--- PROVIDED MATERIAL Enclosed Below ---

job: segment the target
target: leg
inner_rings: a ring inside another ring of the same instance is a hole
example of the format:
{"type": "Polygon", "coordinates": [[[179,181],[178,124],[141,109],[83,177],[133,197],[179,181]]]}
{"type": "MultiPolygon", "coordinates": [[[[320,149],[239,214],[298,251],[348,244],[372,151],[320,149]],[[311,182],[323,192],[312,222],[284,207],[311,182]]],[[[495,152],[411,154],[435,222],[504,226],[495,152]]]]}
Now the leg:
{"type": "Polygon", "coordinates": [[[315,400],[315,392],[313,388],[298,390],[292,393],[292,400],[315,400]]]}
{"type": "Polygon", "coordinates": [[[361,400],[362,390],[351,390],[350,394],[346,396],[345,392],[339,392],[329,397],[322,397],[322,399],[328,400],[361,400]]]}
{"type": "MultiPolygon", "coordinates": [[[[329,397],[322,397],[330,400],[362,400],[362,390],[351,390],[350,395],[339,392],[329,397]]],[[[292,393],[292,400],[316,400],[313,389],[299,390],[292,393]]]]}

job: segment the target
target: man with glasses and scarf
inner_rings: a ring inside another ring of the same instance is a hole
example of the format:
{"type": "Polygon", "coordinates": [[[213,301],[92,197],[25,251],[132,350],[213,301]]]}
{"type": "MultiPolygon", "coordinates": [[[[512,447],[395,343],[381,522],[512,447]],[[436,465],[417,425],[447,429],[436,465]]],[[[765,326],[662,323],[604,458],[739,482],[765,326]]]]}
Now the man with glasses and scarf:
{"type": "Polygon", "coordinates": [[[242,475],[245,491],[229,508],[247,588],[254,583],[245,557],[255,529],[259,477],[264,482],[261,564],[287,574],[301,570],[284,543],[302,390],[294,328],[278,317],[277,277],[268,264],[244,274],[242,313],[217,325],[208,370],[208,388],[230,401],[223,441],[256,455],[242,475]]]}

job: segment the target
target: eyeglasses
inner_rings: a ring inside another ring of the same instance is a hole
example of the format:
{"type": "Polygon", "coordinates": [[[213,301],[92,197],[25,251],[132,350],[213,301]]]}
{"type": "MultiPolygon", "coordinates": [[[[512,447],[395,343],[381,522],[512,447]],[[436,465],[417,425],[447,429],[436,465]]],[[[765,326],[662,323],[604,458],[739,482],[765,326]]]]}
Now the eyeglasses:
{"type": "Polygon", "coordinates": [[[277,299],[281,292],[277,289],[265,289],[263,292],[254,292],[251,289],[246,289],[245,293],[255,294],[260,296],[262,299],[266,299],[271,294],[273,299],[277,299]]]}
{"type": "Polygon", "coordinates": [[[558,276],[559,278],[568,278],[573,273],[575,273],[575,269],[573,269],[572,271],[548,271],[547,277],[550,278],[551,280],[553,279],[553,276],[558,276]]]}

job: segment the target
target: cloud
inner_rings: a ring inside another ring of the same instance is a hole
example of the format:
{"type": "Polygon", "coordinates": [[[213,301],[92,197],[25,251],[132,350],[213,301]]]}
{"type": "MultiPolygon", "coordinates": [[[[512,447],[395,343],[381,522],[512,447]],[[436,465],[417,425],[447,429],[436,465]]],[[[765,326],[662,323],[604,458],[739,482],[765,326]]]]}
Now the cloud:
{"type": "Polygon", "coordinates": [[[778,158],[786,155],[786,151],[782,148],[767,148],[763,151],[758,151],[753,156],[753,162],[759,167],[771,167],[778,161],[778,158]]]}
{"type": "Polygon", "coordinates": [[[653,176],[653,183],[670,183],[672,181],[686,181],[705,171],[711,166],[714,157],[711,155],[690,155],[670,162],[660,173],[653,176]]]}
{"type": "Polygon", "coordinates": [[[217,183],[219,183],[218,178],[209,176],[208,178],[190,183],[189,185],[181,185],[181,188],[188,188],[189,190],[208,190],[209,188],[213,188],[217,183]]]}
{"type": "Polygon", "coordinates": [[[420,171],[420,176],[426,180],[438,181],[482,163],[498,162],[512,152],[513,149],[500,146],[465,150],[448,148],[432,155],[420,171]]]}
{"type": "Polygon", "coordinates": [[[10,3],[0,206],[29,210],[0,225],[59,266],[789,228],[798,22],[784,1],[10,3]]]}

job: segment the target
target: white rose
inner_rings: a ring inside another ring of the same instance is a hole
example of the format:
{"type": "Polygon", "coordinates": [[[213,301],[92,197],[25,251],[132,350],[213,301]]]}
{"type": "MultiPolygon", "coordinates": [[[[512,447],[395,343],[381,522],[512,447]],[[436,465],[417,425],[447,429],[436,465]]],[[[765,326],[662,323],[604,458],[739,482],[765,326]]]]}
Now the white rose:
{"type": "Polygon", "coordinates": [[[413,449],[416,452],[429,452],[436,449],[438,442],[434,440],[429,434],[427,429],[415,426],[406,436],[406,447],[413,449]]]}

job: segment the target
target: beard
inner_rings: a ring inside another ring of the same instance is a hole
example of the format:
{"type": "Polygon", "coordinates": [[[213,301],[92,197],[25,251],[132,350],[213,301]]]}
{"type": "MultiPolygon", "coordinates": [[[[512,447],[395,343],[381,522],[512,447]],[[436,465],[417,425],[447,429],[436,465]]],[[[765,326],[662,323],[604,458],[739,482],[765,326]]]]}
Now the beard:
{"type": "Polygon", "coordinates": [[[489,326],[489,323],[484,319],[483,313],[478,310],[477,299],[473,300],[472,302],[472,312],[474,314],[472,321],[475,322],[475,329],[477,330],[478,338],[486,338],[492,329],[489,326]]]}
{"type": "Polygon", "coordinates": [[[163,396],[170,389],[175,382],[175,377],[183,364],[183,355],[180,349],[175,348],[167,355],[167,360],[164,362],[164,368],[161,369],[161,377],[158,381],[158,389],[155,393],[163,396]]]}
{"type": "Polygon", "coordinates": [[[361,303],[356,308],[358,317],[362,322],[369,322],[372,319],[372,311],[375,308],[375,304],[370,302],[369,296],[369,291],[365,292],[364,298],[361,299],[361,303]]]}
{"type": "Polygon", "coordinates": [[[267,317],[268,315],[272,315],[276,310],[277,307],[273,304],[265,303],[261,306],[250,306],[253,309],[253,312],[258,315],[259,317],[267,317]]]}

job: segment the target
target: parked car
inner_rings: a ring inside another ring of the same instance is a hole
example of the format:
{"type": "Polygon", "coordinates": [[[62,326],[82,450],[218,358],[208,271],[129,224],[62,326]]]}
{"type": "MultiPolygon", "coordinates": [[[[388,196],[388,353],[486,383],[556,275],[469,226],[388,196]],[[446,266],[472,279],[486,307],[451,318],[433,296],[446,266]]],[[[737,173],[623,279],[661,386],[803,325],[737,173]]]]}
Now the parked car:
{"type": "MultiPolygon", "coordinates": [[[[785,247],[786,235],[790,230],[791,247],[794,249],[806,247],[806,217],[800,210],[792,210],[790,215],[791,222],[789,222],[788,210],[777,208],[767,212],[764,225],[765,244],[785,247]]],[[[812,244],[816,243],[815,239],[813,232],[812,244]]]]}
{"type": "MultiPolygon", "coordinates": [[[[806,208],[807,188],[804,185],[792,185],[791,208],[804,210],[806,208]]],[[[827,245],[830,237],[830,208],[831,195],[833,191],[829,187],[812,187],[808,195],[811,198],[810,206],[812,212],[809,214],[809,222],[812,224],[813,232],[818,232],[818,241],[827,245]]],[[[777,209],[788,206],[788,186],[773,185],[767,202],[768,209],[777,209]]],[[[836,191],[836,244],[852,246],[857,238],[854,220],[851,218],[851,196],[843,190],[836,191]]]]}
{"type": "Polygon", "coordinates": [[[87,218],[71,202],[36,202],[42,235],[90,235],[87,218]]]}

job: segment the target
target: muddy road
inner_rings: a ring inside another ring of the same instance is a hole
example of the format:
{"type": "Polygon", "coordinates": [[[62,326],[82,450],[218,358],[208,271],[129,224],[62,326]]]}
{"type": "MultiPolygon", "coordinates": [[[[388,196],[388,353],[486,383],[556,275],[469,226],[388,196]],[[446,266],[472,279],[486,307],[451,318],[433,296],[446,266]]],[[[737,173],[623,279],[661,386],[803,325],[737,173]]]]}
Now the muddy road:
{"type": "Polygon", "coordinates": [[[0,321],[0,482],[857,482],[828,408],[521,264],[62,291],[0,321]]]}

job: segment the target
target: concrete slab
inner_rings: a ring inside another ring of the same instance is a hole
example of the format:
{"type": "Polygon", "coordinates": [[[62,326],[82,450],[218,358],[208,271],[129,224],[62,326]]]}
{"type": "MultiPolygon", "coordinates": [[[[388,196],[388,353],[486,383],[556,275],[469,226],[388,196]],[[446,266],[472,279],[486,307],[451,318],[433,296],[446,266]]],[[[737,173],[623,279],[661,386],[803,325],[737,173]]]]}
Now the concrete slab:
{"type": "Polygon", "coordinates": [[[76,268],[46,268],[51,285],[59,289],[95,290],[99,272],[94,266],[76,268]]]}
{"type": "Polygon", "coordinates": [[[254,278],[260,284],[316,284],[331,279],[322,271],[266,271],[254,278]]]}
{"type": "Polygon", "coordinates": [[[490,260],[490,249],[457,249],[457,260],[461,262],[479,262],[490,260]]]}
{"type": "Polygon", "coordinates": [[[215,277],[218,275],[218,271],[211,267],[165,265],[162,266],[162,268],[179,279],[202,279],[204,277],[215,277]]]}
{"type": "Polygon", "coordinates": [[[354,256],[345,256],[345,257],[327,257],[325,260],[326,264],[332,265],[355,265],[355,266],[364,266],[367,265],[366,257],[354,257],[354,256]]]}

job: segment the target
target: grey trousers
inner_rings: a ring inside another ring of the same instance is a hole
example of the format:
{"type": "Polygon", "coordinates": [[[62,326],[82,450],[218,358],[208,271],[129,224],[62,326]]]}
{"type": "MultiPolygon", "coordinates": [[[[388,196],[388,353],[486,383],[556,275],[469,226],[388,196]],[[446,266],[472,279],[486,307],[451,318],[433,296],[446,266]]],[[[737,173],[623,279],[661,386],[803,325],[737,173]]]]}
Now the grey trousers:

--- End of Enclosed PROVIDED MATERIAL ---

## PROBLEM TO WORK ON
If a line in the records contains the word "grey", copy it out.

## YOUR RESPONSE
target: grey trousers
Now the grey trousers:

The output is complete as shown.